-- Page text follows --

In response to an urgent public appeal for personal protective equipment (PPE), engineers from Trinity have deployed a number of their 3D printers to produce face shields for front line medical staff tackling the COVID-19 crisis.
While access to Trinity is restricted, Chief Technical Officer in the School of Engineering, Mick Reilly, has relocated six of the School’s 3D Printers to his home in Kildare. From here, he is working together with the PPE-Hub platform founded by BenchSpace in the manufacture of face shields as part of the solution to the national shortage of PPE resulting from the COVID-19 global pandemic.
Mick Reilly said:
“Having recently set up a very successful Makerspace and 3D printing facility in the Department of Mechanical & Manufacturing Engineering for our undergraduate students it would have been a shame not to utilise our resources for this initiative.”
The face shield frames are printed in line with the PPE-Hub protocols, using PLA and PET-G thermoplastic filament materials, which are 100% recyclable and safe for skin contact. The visor is made from 250µm clear PVC transparent sheets, which have been kindly donated by Codex Office Solutions.
The completed frames are collected by regional volunteers from Blood Bikes Ireland and delivered to a central assembly site at the Garyduff Sports Centre, Cork, where members of the Defence Forces are sanitising, assembling and packing the completed PPE face shields.
The face shields are currently in widespread use throughout the community across a number of care settings including community hospitals, nursing homes, paramedics, drug and alcohol services, community nursing and other services.
Manufacture of the face shields will continue as long as there is a demand for them, and it is planned that more of Trinity’s 3D printers will be added to the production line to help meet anticipated future requirements.

-- Page text concluded --
-- Excerpted data follows --

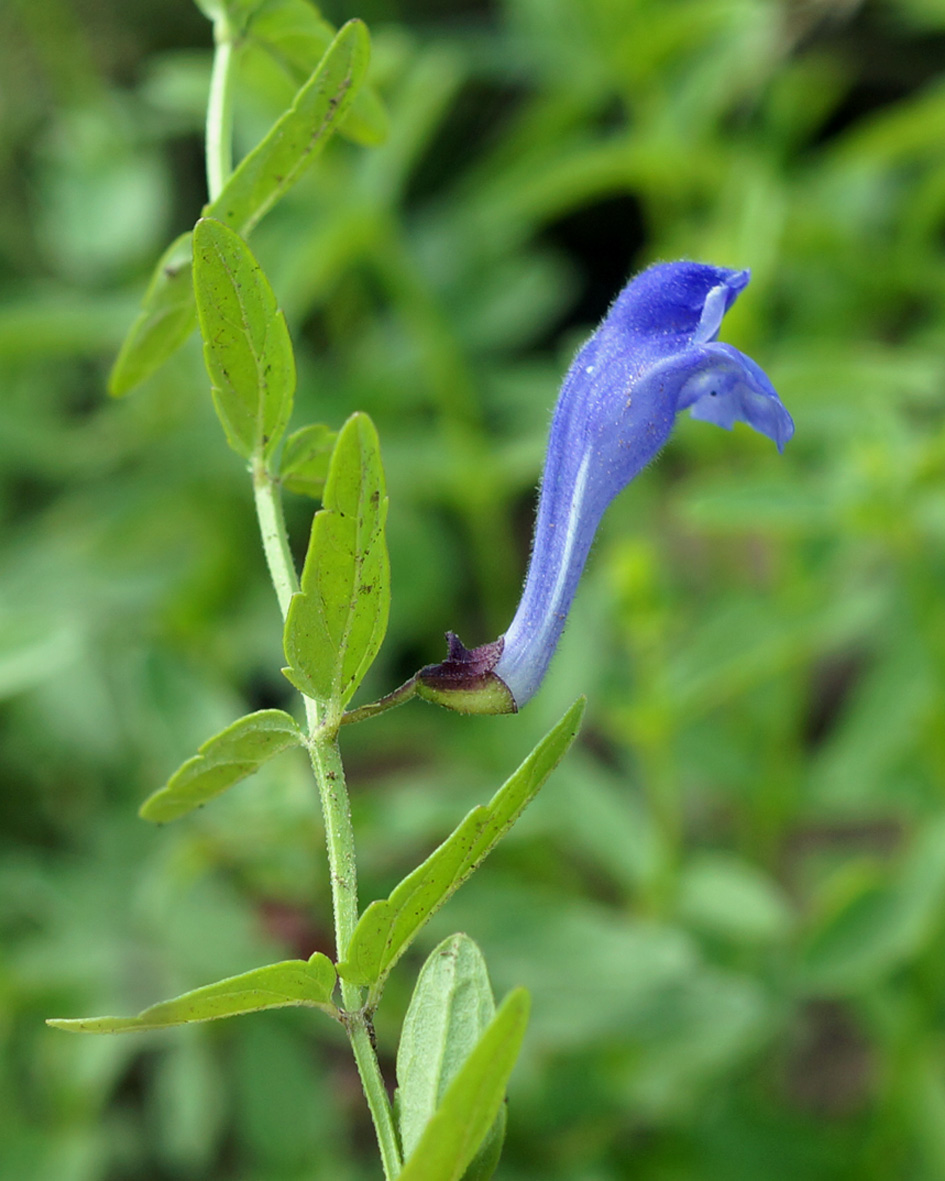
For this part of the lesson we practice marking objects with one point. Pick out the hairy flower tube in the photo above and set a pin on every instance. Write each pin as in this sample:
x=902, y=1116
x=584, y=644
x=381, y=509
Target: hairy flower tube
x=653, y=356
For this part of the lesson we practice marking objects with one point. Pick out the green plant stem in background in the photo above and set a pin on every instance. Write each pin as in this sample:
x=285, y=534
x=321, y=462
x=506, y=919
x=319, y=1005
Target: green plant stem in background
x=220, y=108
x=339, y=834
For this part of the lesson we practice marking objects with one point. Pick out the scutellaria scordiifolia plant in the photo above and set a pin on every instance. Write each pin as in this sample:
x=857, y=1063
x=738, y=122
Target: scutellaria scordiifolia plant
x=655, y=354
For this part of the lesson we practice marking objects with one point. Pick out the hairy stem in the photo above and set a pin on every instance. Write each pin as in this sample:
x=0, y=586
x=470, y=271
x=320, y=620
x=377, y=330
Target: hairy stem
x=397, y=697
x=339, y=834
x=272, y=526
x=220, y=109
x=360, y=1035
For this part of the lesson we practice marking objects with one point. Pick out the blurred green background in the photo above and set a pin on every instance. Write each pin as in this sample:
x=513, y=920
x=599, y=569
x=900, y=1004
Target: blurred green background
x=729, y=902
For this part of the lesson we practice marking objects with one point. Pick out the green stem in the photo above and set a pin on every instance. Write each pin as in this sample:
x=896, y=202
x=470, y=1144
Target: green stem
x=272, y=526
x=220, y=109
x=339, y=834
x=397, y=697
x=362, y=1042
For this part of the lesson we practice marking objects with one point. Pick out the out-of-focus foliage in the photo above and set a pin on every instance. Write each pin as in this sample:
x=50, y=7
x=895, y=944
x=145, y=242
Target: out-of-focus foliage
x=729, y=902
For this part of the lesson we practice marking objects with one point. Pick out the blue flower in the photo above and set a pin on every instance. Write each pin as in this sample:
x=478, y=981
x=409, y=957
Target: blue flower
x=655, y=354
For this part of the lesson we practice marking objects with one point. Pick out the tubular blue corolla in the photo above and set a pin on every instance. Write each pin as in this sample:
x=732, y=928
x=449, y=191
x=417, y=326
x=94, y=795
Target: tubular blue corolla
x=655, y=354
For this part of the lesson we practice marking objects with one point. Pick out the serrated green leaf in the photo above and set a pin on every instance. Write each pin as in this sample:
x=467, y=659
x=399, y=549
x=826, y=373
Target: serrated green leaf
x=165, y=320
x=449, y=1011
x=168, y=312
x=246, y=343
x=389, y=926
x=307, y=983
x=226, y=758
x=294, y=34
x=304, y=467
x=337, y=621
x=473, y=1100
x=298, y=136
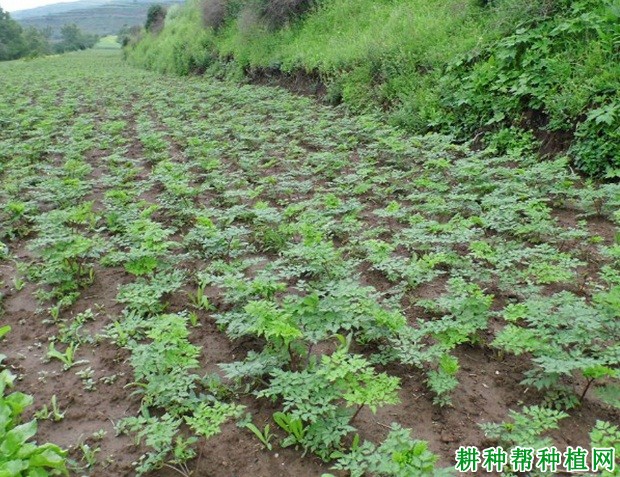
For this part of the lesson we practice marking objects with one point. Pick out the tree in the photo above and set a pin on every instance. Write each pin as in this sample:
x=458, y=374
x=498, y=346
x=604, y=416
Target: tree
x=155, y=18
x=74, y=39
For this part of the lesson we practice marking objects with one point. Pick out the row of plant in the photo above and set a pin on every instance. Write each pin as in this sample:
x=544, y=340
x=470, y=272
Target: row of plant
x=503, y=71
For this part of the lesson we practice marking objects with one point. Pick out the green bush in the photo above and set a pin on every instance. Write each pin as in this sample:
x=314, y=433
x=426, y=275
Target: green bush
x=464, y=67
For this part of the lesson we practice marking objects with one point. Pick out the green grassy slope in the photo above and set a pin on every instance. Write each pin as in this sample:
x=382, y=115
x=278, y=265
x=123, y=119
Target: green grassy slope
x=452, y=65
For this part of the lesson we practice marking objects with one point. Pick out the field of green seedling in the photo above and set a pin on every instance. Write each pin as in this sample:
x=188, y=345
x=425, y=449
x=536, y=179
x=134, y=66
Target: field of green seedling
x=201, y=278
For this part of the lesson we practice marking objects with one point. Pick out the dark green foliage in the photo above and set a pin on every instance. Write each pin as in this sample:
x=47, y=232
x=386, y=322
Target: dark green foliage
x=558, y=75
x=550, y=67
x=155, y=18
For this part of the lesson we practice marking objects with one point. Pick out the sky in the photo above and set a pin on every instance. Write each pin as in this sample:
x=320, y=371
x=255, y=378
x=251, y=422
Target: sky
x=13, y=5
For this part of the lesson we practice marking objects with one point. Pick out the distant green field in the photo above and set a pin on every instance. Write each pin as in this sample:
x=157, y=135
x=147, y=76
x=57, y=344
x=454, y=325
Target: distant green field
x=108, y=43
x=183, y=253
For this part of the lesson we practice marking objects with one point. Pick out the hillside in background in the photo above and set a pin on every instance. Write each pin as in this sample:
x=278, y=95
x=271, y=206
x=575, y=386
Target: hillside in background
x=102, y=17
x=539, y=75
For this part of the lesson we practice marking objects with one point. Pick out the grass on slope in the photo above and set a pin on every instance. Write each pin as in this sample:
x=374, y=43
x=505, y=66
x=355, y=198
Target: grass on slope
x=453, y=66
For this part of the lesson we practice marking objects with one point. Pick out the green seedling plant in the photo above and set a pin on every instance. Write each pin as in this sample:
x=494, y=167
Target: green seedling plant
x=67, y=358
x=265, y=436
x=19, y=454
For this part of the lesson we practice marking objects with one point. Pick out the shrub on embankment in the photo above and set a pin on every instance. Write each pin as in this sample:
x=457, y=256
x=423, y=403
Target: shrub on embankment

-- Excerpted data concluded --

▶ [Using the information]
1: According to the article on Trinity's face shields, who donated the clear PVC sheets used for the visors?
2: Write out the article on Trinity's face shields from "Manufacture of the" to "anticipated future requirements.", word for word.

▶ [List of answers]
1: Codex Office Solutions donated them.

2:
Manufacture of the face shields will continue as long as there is a demand for them, and it is planned that more of Trinity’s 3D printers will be added to the production line to help meet anticipated future requirements.